**Provided text**
--------------------------------

Other interpretations
, a historian of biology and professor in the Department of History and Philosophy of Science, Indiana University, has commented that although Kammerer's conclusions proved false, his evidence was probably genuine and he did not simply argue for Lamarckism and against Darwinism as the theories are now understood. Rather, beyond the scandal, the story shows us much about the competing theories of biological and cultural evolution and the range of new ideas about heredity and variation in early 20th-century biology and the changes in experimental approach that have occurred since then.In 2009, developmental biologist Alexander Vargas, Professor in the Department of Biology, University of Chile, suggested that the inheritance of acquired traits that Kammerer reported to observe in his toad experiments could be authentic and be explained by results from the emerging field of epigenetics. Kammerer could thus actually be considered the discoverer of non-Mendelian, epigenetic inheritance, with chemical modifications to parental DNA being passed on to subsequent generations. Furthermore, In Vargas' view, the parent-of-origin effect, which was poorly understood at the time of Kammerer's, might be explained retrospectively, in relation to similar effects seen in other organisms. Professor Gliboff of Indiana University has subsequently argued that Vargas "constructed his model without first reading Kammerer's original articles" and is "seriously misinformed about what Kammerer did and what the results even were" so Vargas's "model... cannot explain the results... originally reported...". Gliboff goes on to challenge strongly that Kammerer should be given credit for discovery of the parent-of-origin effect and states that "Vargas' historical inferences about the Kammerer affair... negative reactions of geneticists... are unsupported and do not stand up to scrutiny".
The reinterpretation of Kammerer's work, in light of epigenetics, remains thus controversial.

--------------------------------

**Given entries**
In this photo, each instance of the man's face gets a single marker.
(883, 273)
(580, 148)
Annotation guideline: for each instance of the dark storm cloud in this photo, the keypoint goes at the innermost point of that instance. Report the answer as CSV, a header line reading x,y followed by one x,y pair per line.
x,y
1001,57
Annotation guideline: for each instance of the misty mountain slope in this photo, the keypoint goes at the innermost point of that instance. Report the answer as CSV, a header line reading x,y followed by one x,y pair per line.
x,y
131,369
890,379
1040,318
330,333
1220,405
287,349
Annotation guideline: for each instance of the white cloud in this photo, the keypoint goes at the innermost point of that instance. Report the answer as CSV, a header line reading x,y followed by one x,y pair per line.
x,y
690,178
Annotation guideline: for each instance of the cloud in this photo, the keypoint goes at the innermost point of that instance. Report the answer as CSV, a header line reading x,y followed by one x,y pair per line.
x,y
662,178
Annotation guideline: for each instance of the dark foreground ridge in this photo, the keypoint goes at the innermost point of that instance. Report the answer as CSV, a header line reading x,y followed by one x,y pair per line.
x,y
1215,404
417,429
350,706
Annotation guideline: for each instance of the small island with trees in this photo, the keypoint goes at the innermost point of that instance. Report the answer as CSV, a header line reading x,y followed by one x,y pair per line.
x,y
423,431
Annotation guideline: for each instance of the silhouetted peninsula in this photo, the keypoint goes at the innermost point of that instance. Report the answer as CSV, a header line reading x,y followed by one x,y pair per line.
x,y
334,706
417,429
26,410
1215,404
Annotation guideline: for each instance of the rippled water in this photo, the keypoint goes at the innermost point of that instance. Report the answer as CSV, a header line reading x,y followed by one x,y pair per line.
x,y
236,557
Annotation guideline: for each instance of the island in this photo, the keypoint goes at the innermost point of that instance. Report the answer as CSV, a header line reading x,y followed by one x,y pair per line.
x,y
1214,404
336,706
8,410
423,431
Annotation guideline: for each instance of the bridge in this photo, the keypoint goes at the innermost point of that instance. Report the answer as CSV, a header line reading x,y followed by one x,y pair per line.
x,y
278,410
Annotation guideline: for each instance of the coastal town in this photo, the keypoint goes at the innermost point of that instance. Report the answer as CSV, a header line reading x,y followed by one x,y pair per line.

--------------------------------

In the text about interpretations of Kammerer's work, at which university is Alexander Vargas a professor? The records are not needed for the task.

The University of Chile.